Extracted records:
____
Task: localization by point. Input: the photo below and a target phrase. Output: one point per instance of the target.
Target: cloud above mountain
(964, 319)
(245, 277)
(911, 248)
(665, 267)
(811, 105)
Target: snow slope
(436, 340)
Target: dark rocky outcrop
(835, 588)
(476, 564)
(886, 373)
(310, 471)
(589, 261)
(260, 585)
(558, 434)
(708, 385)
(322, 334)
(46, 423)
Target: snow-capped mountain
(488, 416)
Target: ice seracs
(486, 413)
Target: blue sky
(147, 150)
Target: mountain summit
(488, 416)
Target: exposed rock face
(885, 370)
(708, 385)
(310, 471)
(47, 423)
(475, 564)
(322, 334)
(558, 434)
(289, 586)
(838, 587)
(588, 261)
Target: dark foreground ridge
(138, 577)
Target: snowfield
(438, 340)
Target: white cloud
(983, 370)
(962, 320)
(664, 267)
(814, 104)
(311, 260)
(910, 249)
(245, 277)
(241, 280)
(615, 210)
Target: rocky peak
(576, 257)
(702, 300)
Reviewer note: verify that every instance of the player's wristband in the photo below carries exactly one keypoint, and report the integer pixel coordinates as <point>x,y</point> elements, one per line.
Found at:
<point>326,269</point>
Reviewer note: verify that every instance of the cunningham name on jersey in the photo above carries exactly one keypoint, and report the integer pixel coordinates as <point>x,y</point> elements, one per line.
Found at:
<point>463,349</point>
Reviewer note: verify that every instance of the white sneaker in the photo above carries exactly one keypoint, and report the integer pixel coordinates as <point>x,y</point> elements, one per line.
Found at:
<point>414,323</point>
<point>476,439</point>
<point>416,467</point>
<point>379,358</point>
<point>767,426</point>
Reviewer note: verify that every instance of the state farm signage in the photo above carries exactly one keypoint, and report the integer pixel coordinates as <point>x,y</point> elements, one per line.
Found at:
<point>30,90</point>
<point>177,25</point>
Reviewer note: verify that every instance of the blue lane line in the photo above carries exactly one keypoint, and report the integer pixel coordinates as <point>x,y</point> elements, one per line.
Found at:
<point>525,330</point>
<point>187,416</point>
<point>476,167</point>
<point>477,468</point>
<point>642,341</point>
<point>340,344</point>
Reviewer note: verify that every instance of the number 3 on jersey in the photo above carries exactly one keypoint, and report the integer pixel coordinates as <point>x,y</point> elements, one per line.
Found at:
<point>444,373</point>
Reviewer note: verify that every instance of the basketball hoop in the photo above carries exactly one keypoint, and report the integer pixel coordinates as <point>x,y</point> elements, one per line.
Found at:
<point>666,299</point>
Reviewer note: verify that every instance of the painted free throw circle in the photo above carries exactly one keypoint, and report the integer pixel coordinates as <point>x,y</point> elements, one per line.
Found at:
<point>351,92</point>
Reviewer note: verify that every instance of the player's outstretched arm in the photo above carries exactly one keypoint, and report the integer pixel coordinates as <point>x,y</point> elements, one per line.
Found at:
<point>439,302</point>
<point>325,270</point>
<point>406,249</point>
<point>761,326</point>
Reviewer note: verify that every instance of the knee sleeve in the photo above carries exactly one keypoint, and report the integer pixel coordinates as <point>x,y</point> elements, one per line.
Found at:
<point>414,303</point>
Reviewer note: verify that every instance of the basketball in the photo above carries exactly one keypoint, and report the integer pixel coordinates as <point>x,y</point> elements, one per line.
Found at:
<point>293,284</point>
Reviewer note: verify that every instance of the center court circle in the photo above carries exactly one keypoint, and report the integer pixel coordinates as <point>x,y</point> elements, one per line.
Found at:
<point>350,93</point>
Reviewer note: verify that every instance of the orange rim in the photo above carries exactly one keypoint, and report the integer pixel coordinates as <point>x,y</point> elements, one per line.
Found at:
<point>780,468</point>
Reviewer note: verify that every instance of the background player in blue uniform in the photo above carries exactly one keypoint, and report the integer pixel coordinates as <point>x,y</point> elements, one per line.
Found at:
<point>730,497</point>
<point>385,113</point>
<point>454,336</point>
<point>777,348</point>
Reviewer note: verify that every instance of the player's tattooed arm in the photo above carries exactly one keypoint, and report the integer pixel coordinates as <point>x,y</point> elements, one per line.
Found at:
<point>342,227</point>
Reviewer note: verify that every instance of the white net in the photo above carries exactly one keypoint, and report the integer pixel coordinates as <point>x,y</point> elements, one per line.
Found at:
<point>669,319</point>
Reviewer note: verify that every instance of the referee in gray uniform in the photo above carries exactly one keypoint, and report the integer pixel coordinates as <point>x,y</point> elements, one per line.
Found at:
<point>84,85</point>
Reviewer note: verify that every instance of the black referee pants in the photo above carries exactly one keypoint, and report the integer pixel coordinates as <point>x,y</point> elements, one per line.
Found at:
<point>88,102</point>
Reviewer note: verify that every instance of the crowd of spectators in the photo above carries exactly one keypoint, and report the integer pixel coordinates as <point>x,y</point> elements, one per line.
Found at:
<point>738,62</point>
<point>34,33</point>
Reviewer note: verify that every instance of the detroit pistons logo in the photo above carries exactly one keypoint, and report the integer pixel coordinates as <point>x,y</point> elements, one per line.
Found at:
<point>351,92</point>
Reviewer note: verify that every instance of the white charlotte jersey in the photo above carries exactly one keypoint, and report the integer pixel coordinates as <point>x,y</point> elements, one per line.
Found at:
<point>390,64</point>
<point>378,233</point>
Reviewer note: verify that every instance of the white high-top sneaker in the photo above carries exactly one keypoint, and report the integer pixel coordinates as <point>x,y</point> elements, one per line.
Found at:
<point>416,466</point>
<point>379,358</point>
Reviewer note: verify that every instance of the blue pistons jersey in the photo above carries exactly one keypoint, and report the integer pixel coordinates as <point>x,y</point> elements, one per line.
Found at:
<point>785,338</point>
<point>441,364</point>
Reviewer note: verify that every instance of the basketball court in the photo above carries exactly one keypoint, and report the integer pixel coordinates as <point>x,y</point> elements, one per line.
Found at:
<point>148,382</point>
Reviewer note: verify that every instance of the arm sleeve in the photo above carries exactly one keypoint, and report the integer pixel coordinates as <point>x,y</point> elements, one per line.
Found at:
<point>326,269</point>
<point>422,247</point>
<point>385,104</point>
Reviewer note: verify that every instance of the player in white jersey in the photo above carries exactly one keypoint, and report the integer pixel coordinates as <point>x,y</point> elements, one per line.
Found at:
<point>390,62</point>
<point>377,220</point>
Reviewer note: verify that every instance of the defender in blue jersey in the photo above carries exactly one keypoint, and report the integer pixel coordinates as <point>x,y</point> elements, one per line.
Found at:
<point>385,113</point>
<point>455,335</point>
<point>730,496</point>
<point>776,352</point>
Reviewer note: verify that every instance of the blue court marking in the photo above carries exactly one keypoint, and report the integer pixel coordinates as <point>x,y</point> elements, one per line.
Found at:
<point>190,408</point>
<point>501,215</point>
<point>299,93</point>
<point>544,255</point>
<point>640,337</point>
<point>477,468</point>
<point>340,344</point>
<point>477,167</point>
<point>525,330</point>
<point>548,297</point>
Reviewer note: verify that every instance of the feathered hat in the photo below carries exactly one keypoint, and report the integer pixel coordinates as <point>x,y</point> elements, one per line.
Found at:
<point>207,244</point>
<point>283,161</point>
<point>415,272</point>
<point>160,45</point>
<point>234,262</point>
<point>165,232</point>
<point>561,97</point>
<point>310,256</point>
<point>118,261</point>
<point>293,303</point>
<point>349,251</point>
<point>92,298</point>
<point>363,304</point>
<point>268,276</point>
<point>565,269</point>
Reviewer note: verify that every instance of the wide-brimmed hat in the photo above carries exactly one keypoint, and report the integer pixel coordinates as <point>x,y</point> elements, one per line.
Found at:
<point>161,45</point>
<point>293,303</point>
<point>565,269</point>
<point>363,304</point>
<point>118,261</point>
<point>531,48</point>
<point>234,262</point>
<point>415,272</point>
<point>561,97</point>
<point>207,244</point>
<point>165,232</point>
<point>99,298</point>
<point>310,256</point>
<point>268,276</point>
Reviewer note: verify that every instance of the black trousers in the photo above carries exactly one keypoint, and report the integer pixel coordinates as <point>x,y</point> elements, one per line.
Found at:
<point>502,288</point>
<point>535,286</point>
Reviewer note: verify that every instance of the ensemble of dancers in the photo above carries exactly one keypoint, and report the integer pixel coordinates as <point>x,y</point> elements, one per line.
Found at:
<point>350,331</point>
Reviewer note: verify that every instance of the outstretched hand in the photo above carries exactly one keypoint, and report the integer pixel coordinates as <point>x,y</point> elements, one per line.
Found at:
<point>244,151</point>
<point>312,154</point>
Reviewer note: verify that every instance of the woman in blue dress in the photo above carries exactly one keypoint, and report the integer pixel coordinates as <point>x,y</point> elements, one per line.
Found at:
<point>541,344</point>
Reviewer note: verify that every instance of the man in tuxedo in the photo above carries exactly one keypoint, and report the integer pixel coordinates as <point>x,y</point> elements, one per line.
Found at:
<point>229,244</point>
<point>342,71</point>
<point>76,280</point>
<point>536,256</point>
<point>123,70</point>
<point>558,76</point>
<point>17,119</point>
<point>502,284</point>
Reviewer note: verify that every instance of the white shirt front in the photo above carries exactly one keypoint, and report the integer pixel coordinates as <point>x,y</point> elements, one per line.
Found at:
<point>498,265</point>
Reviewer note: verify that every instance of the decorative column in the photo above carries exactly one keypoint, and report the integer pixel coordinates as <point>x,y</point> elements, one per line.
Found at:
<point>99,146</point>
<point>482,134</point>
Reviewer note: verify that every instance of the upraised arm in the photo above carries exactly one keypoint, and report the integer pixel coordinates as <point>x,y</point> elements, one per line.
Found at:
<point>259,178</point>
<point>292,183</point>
____
THE PROBLEM: Put the lines from the one containing "Reviewer note: verify that every instance of the wide-brimmed" through the one containing "<point>535,286</point>" into a Markdown table. Give it two columns, Row and Line, and skip any blank lines.

WORKED ANSWER:
| Row | Line |
|---|---|
| 1 | Reviewer note: verify that every instance of the wide-brimmed hat in the photo above carries exactly one keypoint, and report the integer pixel coordinates as <point>x,y</point> elements, one per line. |
| 2 | Found at: |
| 3 | <point>161,45</point> |
| 4 | <point>293,303</point> |
| 5 | <point>565,269</point> |
| 6 | <point>363,304</point> |
| 7 | <point>118,261</point> |
| 8 | <point>531,48</point> |
| 9 | <point>234,262</point> |
| 10 | <point>415,272</point> |
| 11 | <point>561,97</point> |
| 12 | <point>207,244</point> |
| 13 | <point>165,232</point> |
| 14 | <point>99,298</point> |
| 15 | <point>310,256</point> |
| 16 | <point>268,276</point> |
| 17 | Reviewer note: verify that every instance of the black trousers in the photo above carries exactly one keypoint, and report the integer pixel coordinates as <point>x,y</point> elements, one per line. |
| 18 | Found at: |
| 19 | <point>502,288</point> |
| 20 | <point>535,286</point> |